Filter the listing below and copy out every line that contains the word "seating".

____ RECORDED DATA

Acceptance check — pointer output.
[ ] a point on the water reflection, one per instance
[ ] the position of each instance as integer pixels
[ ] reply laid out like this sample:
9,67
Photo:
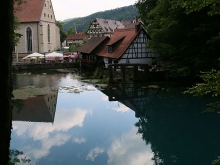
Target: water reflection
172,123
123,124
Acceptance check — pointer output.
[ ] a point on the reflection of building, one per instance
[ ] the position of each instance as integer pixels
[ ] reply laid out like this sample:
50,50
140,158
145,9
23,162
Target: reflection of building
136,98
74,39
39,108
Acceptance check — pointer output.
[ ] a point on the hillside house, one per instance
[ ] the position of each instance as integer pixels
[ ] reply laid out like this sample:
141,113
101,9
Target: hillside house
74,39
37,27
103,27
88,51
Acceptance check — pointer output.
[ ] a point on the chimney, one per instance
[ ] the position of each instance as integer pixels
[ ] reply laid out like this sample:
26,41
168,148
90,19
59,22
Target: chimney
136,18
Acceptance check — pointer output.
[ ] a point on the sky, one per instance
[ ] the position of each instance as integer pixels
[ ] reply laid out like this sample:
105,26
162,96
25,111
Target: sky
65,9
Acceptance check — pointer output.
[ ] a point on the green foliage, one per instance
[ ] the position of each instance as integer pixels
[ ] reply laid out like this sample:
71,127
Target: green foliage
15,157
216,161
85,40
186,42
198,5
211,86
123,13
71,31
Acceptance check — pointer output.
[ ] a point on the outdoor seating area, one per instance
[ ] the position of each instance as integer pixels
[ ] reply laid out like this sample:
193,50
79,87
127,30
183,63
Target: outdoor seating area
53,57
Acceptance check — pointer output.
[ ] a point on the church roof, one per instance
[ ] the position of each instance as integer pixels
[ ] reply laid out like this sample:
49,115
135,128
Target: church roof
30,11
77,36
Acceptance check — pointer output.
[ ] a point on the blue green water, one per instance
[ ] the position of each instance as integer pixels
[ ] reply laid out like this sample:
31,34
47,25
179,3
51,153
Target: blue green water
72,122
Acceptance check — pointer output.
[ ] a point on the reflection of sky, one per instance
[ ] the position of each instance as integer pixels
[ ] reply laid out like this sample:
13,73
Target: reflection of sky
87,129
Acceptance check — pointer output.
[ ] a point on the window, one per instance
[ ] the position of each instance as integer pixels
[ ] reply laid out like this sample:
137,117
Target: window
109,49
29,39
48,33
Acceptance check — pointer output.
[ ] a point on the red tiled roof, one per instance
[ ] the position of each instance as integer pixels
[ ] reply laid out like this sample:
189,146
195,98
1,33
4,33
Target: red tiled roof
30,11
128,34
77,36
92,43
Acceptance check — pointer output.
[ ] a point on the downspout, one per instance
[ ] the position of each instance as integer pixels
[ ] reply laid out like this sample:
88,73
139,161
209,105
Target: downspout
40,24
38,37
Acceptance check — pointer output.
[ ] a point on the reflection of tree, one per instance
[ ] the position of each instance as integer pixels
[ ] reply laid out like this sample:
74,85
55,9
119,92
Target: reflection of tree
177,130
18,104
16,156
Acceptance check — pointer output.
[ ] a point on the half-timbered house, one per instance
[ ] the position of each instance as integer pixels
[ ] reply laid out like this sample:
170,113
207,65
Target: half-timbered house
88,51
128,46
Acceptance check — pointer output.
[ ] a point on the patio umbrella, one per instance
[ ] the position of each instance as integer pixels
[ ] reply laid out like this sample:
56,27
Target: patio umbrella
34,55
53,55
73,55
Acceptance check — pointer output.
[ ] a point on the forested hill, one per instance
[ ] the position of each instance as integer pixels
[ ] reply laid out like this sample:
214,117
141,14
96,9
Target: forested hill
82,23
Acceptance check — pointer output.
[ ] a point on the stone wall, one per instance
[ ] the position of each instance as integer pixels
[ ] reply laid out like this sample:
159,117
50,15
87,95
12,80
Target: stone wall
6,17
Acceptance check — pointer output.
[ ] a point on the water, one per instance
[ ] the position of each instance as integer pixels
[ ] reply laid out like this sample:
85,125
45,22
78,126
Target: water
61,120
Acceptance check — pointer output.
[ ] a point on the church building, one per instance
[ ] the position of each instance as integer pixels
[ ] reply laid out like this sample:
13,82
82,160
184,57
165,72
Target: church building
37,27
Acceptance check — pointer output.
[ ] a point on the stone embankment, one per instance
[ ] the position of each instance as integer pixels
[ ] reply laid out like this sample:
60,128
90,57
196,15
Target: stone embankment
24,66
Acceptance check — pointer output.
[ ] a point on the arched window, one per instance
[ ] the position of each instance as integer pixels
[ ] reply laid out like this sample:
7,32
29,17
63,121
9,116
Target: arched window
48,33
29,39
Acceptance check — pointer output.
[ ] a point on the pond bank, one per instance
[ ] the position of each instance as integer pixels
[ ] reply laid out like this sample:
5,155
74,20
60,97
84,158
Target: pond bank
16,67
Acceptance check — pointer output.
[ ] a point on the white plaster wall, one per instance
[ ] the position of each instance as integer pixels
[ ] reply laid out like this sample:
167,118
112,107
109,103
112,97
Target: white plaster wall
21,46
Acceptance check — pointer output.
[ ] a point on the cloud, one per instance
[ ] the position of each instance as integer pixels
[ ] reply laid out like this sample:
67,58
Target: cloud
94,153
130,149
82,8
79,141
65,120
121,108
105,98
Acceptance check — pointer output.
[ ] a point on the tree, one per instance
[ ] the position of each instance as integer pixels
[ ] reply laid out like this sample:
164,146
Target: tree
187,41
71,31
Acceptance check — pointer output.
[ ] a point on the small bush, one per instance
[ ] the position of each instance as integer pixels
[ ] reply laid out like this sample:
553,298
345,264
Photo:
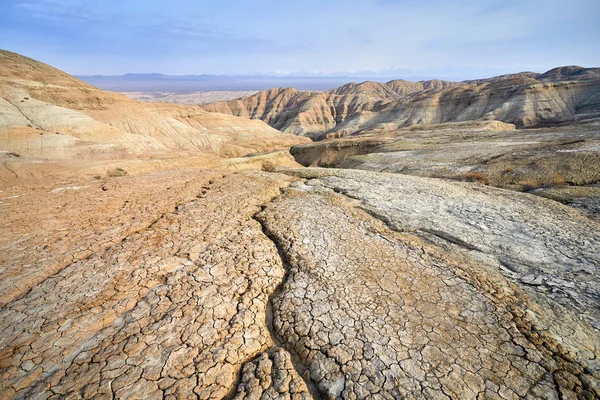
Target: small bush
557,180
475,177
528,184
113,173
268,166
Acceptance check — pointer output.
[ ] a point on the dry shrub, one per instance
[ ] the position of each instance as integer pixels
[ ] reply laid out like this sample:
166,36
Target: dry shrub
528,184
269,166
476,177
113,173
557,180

________
____ RECORDED DATA

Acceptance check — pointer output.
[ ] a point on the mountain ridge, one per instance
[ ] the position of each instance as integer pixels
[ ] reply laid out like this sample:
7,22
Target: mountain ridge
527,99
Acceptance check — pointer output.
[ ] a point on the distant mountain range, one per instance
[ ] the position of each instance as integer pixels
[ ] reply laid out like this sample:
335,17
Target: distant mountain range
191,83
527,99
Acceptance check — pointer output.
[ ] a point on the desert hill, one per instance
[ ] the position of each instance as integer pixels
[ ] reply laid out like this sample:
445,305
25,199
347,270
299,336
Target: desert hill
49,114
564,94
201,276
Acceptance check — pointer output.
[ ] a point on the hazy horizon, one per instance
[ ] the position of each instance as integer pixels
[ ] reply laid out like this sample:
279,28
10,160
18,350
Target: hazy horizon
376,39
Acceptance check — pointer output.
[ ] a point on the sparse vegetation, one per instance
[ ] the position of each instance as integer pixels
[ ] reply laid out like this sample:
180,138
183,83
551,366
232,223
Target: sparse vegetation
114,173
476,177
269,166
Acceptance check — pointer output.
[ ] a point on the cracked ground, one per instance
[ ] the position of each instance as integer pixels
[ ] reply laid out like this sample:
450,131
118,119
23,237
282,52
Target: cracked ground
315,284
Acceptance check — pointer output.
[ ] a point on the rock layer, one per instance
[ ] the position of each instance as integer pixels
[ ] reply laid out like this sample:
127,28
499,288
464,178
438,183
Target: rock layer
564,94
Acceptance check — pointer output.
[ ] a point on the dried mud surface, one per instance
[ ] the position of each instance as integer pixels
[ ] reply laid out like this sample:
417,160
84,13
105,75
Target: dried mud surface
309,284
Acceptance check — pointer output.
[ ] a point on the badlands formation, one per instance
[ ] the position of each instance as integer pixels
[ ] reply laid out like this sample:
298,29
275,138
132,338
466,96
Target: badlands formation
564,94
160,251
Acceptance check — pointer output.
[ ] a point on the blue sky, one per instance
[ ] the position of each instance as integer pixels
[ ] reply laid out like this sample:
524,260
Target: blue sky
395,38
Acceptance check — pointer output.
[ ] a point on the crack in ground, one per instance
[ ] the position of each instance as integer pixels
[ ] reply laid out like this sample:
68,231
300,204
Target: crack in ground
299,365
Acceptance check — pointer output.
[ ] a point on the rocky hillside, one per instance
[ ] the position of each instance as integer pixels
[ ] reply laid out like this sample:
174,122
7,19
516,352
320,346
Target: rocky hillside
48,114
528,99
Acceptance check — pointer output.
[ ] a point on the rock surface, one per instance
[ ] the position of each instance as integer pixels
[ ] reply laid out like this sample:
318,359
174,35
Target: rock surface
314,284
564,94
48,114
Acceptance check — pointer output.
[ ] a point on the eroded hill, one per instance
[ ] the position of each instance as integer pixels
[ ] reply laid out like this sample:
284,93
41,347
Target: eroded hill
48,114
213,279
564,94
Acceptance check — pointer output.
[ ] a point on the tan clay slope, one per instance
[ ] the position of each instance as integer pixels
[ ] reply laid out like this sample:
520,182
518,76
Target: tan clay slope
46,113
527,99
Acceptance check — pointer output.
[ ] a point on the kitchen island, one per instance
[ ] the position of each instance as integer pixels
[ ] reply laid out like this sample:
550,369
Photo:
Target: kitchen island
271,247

________

### [REPLY]
[ ] a point on the outdoor seating area, one per instance
Target: outdoor seating area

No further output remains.